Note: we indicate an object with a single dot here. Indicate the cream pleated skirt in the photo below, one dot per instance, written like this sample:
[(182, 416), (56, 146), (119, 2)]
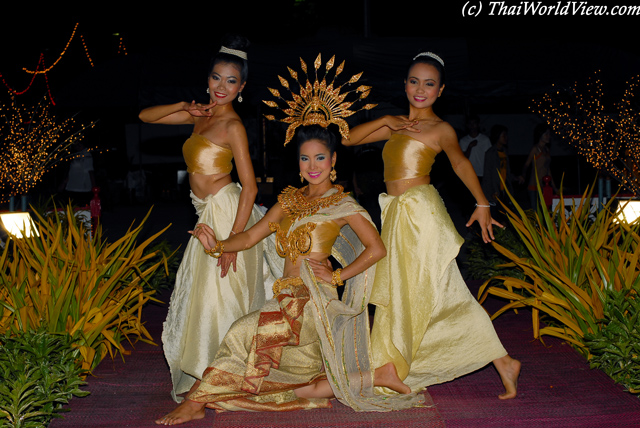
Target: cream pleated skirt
[(203, 305), (426, 320)]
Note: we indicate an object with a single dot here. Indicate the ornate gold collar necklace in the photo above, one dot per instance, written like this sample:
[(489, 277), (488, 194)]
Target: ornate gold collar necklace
[(296, 205)]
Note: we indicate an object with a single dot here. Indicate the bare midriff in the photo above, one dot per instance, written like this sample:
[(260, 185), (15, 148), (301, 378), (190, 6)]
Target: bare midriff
[(398, 187), (204, 185), (293, 269)]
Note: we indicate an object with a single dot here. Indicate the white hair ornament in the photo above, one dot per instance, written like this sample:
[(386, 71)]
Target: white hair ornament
[(430, 54), (241, 54)]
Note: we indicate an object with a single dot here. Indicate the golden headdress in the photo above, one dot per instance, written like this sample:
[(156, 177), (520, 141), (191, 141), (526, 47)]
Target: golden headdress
[(318, 103)]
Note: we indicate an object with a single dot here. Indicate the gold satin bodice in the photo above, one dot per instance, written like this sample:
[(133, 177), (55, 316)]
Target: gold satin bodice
[(204, 157), (405, 158), (305, 239)]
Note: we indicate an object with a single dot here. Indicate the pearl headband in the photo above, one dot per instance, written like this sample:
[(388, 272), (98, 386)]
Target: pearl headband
[(235, 52), (430, 54)]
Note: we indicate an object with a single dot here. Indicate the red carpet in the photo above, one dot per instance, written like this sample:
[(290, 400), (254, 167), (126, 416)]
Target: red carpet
[(556, 389)]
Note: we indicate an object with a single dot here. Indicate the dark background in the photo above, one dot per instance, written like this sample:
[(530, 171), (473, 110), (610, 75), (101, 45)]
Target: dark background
[(496, 66)]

**Goal**:
Rewrite all the entries above, changing every "dot" to "point" and keeping everything else the same. Omit the pictures.

**Output of the exercise**:
Note: we indicate an object with a single point here. Indicate the cream pleated skirt in the photo below, one point per instance, written like this sample:
[(182, 416), (56, 146), (119, 2)]
Target: cream pleated skirt
[(203, 305), (426, 320)]
Note: we indicate an object with a single point here. Indicate the ornate gold collar necklace in the photo above, one point per instance, written like this sample:
[(489, 277), (488, 194)]
Target: ornate gold collar necklace
[(296, 205)]
Note: we indicate an object with a single point here. Indicate the bare midriff in the photo above, one point per instance, written like this sample:
[(260, 185), (15, 148), (301, 378), (190, 6)]
Target: bare midriff
[(398, 187), (204, 185), (293, 269)]
Note: we indicate an object with a single point here. Indicate the white hair ornament in the photo above, one point per instance, written like this sample:
[(386, 71)]
Target: white hair ornament
[(430, 54), (241, 54)]
Note: we indicate an object with a single point here. Indicate the golden headdress in the photo above, one point per instance, written like this sample:
[(156, 177), (520, 141), (191, 141), (526, 47)]
Target: golden headdress
[(318, 103)]
Note: we indicate an object with a single point here. Indicate the gold satin bodice in the photo above, one point per instance, written like this sample:
[(133, 177), (55, 316)]
Target: gold satin bodice
[(204, 157), (405, 158), (305, 239)]
Note: we indicate an object with a single point here. Indicate the pearl headband in the photo above, one point per instance, written like this sample:
[(388, 272), (98, 386)]
Target: pearl headband
[(235, 52), (430, 54)]
Note: we indicate an object with a single point here. Indicate the red carpet in the photo above, one point per instance, written like this sample:
[(290, 400), (254, 167), (126, 416)]
Target: red carpet
[(556, 389)]
Note: we indicate an object with a single point here. Indicate the dark background in the photo above, one point per instance, written like this sample:
[(530, 171), (473, 110), (610, 75), (101, 45)]
Target: dark background
[(496, 66)]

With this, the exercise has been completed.